**Page excerpt**
________________

ORCUTT, Calif. - Two weeks ago, Jacqui Prober of Orcutt scored one of the most dramatic runs in the storied history of the famed UCLA softball program.
Now, the Righetti High School graduate is back at home, reflecting on how she's stamped her name into the history books of what is the NCAA's all-time winningest athletic program.
"I couldn't have dreamed that up," said Prober, an outfielder who just finished her junior season. "I couldn't have written that up in any of my dreams as a little kid."
On June 4 in Oklahoma City, Prober and her UCLA teammates defeated top-seeded Oklahoma 5-4 to win the Women's College World Series.
Prober scored the championship-winning run with two outs in the bottom of the 7th inning, just moments after entering the game at second base as a pinch runner.
"I had one job and that was to run the bases and to come up big for my team and that meant the world and I'm just so happy I could do that for my team," said Prober.
If scoring the title-winning run wasn't impressive enough, the manner in how she scored it is already the stuff of UCLA legend.
Prober not only scored the run, she somehow bent her body around the Oklahoma catcher to elude what looked like a sure tag and third out in the inning.
"She had me dead out," said Prober. "It was a shallow ball and the girl came up with a good throw and so I knew I had to get a little to the outside in my running path, so that she wouldn't be able to reach me because she was on the inside of the line and so I knew that I had to do anything that I could to not only get around her, but also be in position to tag home plate."
Once she tagged home plate, the umpire signaled safe and the celebration was on.
It marked the Bruins 12th softball national championship, the most in NCAA history.

________________

Dataset entries
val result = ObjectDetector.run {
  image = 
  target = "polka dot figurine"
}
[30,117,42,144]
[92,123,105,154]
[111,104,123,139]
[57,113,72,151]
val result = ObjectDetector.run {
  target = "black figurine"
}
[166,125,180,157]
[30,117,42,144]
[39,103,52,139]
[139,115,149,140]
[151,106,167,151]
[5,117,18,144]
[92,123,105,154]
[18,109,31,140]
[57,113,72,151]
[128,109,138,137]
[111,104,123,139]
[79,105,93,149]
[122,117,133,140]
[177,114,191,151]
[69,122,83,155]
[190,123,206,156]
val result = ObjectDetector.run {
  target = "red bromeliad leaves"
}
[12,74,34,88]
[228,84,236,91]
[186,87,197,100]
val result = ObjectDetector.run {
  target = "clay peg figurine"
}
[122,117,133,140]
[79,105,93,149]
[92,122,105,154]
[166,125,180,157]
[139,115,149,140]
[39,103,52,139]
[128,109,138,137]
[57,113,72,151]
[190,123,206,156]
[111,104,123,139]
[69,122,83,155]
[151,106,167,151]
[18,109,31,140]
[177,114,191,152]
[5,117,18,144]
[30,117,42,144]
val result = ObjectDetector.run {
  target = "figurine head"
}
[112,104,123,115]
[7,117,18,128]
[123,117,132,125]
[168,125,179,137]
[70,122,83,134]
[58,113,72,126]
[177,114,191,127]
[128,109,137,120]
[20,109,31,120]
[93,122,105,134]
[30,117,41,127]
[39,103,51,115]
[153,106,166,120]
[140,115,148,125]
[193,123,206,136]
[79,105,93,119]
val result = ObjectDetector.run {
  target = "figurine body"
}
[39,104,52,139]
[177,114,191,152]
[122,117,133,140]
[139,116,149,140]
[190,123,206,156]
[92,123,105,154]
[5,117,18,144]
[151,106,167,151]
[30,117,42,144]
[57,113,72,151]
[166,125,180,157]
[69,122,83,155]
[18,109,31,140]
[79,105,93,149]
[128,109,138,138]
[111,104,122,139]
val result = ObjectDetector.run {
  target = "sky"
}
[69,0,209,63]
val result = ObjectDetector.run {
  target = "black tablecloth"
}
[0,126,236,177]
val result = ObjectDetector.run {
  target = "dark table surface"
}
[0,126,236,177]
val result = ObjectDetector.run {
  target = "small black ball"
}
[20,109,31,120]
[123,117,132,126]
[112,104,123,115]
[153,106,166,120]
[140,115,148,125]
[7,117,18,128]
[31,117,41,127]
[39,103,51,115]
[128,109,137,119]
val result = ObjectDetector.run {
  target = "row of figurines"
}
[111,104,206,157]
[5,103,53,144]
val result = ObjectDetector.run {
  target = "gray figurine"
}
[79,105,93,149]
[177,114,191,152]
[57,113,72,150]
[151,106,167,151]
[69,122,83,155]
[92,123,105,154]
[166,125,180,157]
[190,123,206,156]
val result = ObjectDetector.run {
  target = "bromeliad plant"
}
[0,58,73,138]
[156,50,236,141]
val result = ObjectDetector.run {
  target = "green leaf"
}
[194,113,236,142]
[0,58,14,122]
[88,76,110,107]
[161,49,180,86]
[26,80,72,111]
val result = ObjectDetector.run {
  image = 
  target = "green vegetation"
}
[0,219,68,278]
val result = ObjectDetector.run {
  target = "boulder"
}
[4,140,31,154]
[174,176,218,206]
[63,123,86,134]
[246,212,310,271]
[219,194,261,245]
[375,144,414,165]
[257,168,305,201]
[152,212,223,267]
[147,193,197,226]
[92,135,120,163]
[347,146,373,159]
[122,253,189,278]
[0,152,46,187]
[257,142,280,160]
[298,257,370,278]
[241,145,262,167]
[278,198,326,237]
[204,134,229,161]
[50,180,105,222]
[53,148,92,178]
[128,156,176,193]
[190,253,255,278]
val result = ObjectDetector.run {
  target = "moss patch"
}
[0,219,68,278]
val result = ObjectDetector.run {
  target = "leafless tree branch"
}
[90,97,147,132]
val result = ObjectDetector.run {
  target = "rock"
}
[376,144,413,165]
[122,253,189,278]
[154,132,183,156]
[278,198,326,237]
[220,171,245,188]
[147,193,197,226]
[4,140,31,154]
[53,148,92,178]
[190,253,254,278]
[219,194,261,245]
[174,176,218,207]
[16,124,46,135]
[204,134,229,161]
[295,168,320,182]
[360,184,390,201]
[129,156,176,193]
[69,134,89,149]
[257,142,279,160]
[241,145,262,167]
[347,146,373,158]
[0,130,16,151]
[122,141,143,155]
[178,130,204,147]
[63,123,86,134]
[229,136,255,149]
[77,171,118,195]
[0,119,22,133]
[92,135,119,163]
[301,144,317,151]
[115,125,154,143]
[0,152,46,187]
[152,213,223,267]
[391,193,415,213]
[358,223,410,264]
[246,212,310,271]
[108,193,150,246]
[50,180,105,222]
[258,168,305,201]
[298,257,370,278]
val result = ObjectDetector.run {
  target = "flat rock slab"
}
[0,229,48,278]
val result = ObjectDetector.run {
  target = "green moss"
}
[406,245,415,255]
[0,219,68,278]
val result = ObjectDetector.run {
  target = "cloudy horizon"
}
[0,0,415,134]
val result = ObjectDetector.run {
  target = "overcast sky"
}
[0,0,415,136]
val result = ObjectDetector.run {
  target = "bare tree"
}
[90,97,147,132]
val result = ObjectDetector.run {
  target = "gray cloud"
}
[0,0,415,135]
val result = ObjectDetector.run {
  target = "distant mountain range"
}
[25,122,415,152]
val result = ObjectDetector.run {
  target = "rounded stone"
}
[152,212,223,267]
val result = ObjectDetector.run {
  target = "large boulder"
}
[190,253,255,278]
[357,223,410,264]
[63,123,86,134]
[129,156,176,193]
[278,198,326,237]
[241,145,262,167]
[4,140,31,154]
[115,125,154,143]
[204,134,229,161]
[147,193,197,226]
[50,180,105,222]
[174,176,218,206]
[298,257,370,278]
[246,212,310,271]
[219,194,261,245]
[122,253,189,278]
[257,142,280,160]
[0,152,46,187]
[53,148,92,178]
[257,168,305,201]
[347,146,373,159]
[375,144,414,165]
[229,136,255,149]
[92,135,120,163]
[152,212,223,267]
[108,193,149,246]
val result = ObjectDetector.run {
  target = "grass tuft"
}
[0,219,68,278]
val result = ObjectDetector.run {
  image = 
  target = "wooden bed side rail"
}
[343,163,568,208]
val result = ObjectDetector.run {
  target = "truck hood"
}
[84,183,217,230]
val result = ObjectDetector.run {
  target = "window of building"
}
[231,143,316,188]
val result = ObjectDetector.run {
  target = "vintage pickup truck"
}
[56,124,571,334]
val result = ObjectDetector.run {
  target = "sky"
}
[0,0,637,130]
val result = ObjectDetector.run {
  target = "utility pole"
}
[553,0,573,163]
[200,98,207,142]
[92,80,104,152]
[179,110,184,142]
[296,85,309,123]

________________

**Exercise prompt**
Continue the news story about Jacqui Prober's championship-winning run for UCLA softball, starting right after its final sentence.

**Task response**
"It took me a second to think, that just won the game, but as soon as I saw my team run out, I just tore my helmet off and we dog piled and it was just amazing," said Prober. "It was just surreal to know that our team has worked so hard from day one, putting in the extra work, not taking any days off and to see it pay off in such a big way in the end was really rewarding. Just to know to that we're going to be another team in the history of success at UCLA, it was awesome!"
The game marked a career highlight for the Santa Maria Valley native, who began playing softball at four-years-old in the Orcutt Youth Softball Association.
"I couldn't be more grateful to hopefully make Santa Maria proud," said Prober. "It's been the most humbling experience and it made me proud to represent Santa Maria."
Prober came to UCLA after a star-studded athletic career at Righetti, where she also shined in basketball and volleyball.
"It was an honor to play in that program and also a way for people to play with the people that I grew up with," said Prober.
She also wasn't the only Warrior on the team. Fellow Righetti graduate Stevie Wisz was also a member of the UCLA squad.
Wisz received national attention during the NCAA Tournament when it was revealed she delayed heart surgery to remain with her teammates.
Wisz, who threw out the first pitch at Dodger Stadium on Monday night, is scheduled to undergo surgery on Friday.
"Knowing that I have a close friend there with me and someone who I played sports with my whole life, I think there was a sense of comfort and familiarity there and to know that we always had each other, through the craziness and the grind of softball and school there, it's been awesome," said Prober.
Prober said she's taking some time off and is spending several days with her family in Orcutt.
Soon, she'll head back to Los Angeles to pursue an internship before beginning her senior year in the fall.
As she spends quiet time out of the hustle and bustle of Southern California, it's giving her plenty of chances to reflect on a play she'll always remember.
"It's just surreal to know that I played even the littlest part in that victory and knowing that I could come up big for my team in the end has made me proud and I just couldn't be more thankful for the opportunity," said Prober.